> [TEXT SHOWN]
◆ ◆ ◆

Showing posts with label China. Show all posts
Showing posts with label China. Show all posts

Sunday, 12 October 2014

Extraordinary ordinary



Yesterday afternoon, we visited the Cheltenham Art Gallery, which has some fine Chinese work in its permanent collection, though not often on show. It has been dusted down to accompany a new travelling exhibition, just opened. "Ahead of the Curve" is the somewhat opaque title of what is a fine assemblage of contemporary objects from China. It was not something I thought would be of much interest to me when it was advertised, but in fact, as my photograph shows, there is much to catch the eye: Wan Liya calls his beautifully crafted porcelain copies of everyday containers "Birds Twitter and Fragrance of Flowers". Many of the artists studied at the Jingdezhen Ceramic Institute: it hosts some 1,700 students of ceramics at any one time.

Later in the afternoon, we had tickets for a poetry recital. Once again, they were intended for Agnes, but she was in Bristol. The poets were Michael Symmons Roberts and Rowan Williams.  I found the work of the former infinitely more accessible than the latter's: obviously such a nice and good man, but "never knowingly understood" seems to hit the mark for his poems as well as his sermons.

Roberts not only read well, but gave us short glosses which illuminated his thought. A poem about a photo booth was prefaced by his describing it as a secular confessional where you are confronted with yourself.

Asked about the influences upon their work, Roberts referenced Marianne Moore, Elizabeth Bishop, John Berryman's Dream Songs, Donne and Edward Thomas; while from Rowan Williams came the names of Auden, Dylan Thomas, Eliot, "early to middle Geoffrey Hill", Browning and David Jones.

Sunday, 13 October 2013

Festival finale



Ten days is ample for a literature festival, it seems to me, before fatigue sets in. The last event I went to was this morning's "Translating China": my photograph shows (from left) writer Anne Witchard, one of the "Misty Poets", Yang Lian, and Xinran, author of "The Good Women of China", translated into 37 languages. I took it at the very end of the session, while Yang Lian's publisher was reading a translation of a piece from "The Third Shore", after the poet had read it in the original.

◆ ◆ ◆

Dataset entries

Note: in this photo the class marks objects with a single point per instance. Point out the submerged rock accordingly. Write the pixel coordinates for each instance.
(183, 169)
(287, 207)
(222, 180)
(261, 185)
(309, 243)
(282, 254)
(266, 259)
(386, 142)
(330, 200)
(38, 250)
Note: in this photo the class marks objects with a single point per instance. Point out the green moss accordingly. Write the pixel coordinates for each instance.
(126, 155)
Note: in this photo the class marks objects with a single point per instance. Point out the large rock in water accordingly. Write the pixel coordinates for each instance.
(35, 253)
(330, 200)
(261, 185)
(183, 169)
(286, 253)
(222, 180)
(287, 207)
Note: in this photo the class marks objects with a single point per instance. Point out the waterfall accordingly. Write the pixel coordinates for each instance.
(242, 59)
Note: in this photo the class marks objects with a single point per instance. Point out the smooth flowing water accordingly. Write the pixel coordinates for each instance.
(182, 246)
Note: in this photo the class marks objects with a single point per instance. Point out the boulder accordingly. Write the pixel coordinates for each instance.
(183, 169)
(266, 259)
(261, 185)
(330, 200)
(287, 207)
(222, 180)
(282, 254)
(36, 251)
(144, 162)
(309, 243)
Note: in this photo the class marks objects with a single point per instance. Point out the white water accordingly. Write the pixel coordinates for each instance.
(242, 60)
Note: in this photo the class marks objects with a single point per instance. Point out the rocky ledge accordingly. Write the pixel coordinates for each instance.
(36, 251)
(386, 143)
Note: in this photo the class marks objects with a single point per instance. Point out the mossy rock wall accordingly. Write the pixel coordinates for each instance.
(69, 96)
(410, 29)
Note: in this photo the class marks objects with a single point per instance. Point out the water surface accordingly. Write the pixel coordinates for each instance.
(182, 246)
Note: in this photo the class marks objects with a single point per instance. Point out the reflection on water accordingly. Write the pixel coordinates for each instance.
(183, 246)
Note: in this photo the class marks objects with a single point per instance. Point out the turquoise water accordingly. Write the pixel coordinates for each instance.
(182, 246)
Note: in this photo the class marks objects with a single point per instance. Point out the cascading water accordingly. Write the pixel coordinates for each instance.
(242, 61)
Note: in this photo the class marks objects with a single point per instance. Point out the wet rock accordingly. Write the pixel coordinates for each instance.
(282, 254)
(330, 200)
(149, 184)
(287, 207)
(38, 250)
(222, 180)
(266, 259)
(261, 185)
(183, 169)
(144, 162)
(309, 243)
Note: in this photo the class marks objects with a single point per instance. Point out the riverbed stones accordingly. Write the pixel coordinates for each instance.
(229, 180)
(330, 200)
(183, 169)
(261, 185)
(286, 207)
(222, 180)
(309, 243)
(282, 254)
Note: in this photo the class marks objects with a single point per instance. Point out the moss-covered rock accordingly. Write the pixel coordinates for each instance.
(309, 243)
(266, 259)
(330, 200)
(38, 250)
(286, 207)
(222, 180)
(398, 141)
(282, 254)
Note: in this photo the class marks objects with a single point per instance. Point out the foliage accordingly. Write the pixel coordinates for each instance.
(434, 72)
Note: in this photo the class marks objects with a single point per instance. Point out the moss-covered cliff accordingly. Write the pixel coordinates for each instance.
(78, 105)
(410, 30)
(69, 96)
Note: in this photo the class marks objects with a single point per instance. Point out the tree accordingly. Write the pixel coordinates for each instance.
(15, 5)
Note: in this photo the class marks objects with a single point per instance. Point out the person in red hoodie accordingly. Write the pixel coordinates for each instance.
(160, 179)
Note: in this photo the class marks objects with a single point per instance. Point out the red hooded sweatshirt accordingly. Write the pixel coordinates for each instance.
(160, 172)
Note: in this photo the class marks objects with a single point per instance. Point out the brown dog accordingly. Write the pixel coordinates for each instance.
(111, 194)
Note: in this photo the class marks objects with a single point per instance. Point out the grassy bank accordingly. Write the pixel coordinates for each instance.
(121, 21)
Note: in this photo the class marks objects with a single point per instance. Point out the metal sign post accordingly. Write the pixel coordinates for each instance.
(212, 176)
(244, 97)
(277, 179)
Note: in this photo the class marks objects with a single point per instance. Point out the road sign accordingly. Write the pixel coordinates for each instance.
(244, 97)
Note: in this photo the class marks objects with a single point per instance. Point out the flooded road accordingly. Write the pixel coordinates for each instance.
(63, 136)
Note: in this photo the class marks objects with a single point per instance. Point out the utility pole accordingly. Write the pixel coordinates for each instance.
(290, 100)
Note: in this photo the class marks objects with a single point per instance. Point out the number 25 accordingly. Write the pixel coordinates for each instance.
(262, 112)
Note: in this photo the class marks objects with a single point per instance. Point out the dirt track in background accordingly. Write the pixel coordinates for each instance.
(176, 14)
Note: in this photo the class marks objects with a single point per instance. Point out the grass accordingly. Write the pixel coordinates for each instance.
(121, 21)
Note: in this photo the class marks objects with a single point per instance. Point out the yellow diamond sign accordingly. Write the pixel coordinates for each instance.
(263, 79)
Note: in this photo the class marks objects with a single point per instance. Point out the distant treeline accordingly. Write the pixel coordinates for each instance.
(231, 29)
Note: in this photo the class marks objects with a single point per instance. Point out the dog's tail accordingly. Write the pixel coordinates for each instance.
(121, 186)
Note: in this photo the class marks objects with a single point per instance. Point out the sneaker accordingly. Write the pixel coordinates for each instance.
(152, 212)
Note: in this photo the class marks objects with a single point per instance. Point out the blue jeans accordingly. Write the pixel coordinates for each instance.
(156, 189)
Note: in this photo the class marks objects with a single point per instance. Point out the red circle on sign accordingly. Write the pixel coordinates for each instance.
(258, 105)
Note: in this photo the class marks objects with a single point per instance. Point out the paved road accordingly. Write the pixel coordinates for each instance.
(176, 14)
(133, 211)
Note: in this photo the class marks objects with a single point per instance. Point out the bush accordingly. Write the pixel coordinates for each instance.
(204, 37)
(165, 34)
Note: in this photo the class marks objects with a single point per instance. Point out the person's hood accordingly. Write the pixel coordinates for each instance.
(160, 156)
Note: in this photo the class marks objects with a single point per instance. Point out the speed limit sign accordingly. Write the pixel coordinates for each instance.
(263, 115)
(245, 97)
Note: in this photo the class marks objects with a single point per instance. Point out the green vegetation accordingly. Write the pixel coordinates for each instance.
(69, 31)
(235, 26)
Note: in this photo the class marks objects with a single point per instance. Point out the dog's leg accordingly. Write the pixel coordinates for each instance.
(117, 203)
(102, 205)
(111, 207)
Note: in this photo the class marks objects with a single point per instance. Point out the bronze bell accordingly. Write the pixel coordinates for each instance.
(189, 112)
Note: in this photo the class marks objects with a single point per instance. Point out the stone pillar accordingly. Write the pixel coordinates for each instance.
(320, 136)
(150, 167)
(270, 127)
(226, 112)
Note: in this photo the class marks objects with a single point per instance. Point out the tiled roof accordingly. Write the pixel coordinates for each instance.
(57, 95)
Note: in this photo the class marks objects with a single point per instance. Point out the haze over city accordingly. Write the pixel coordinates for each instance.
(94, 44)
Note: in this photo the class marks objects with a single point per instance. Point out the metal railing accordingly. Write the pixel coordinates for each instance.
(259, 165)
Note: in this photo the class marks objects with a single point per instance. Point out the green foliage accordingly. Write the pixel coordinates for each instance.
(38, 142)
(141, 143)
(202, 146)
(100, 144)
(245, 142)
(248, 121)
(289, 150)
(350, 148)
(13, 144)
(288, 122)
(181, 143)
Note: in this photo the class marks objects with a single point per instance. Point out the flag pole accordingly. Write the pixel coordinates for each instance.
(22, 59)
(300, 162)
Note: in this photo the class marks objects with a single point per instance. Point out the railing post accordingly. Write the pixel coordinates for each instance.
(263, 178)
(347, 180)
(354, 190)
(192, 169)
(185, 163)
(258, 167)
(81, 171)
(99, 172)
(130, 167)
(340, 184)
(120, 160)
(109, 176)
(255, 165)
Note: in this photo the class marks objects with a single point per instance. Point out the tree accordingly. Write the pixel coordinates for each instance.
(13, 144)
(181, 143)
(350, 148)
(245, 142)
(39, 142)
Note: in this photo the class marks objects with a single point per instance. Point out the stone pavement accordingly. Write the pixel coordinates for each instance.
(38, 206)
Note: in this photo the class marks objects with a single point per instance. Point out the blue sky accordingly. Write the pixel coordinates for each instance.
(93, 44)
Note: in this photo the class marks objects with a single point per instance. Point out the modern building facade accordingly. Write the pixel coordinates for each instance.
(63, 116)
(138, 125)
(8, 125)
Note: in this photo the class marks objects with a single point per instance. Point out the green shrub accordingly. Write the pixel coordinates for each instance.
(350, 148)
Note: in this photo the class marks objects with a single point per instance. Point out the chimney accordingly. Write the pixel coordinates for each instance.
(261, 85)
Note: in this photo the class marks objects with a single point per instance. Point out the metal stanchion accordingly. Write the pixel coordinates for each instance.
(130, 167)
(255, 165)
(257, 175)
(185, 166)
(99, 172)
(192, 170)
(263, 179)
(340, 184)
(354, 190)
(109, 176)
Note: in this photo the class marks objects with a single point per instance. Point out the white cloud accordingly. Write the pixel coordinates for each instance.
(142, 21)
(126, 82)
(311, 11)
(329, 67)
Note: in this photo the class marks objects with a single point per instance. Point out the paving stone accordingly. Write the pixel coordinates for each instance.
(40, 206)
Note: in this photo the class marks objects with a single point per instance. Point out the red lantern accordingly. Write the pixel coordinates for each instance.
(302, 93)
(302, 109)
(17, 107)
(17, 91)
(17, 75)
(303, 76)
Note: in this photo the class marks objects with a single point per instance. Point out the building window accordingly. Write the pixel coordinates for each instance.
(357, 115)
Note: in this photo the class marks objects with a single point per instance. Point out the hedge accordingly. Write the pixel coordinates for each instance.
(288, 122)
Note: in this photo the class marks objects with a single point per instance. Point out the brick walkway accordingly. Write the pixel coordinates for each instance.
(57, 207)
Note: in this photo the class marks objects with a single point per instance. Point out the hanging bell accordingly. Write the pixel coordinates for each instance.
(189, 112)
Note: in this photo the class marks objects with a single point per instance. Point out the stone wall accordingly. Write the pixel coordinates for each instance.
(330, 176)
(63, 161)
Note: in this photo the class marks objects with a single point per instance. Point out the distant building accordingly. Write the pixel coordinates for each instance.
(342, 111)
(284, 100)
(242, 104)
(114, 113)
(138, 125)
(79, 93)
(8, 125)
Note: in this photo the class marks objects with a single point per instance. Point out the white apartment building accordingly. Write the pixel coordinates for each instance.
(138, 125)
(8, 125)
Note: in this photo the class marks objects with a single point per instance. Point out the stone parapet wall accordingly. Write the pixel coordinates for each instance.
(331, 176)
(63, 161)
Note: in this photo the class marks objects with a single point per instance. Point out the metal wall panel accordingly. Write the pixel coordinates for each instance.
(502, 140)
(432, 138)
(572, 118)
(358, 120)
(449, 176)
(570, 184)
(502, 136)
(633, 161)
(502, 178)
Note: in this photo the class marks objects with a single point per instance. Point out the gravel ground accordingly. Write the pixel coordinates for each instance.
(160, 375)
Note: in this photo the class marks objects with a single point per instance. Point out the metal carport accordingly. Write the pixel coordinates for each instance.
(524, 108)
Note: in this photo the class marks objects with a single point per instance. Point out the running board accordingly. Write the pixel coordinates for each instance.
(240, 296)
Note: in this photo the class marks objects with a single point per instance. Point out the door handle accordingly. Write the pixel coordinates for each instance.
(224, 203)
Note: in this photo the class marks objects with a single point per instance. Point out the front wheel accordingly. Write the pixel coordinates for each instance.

◆ ◆ ◆

> [THINGS TO DO]
#1 Reproduce everything in the blog post from "Extraordinary ordinary" down to "any one time.".
#2 According to the blog post, how many students of ceramics does the Jingdezhen Ceramic Institute host at any one time?

> [RESULTS OF THE EXERCISE]
#1
Extraordinary ordinary



Yesterday afternoon, we visited the Cheltenham Art Gallery, which has some fine Chinese work in its permanent collection, though not often on show. It has been dusted down to accompany a new travelling exhibition, just opened. "Ahead of the Curve" is the somewhat opaque title of what is a fine assemblage of contemporary objects from China. It was not something I thought would be of much interest to me when it was advertised, but in fact, as my photograph shows, there is much to catch the eye: Wan Liya calls his beautifully crafted porcelain copies of everyday containers "Birds Twitter and Fragrance of Flowers". Many of the artists studied at the Jingdezhen Ceramic Institute: it hosts some 1,700 students of ceramics at any one time.

#2 Some 1,700.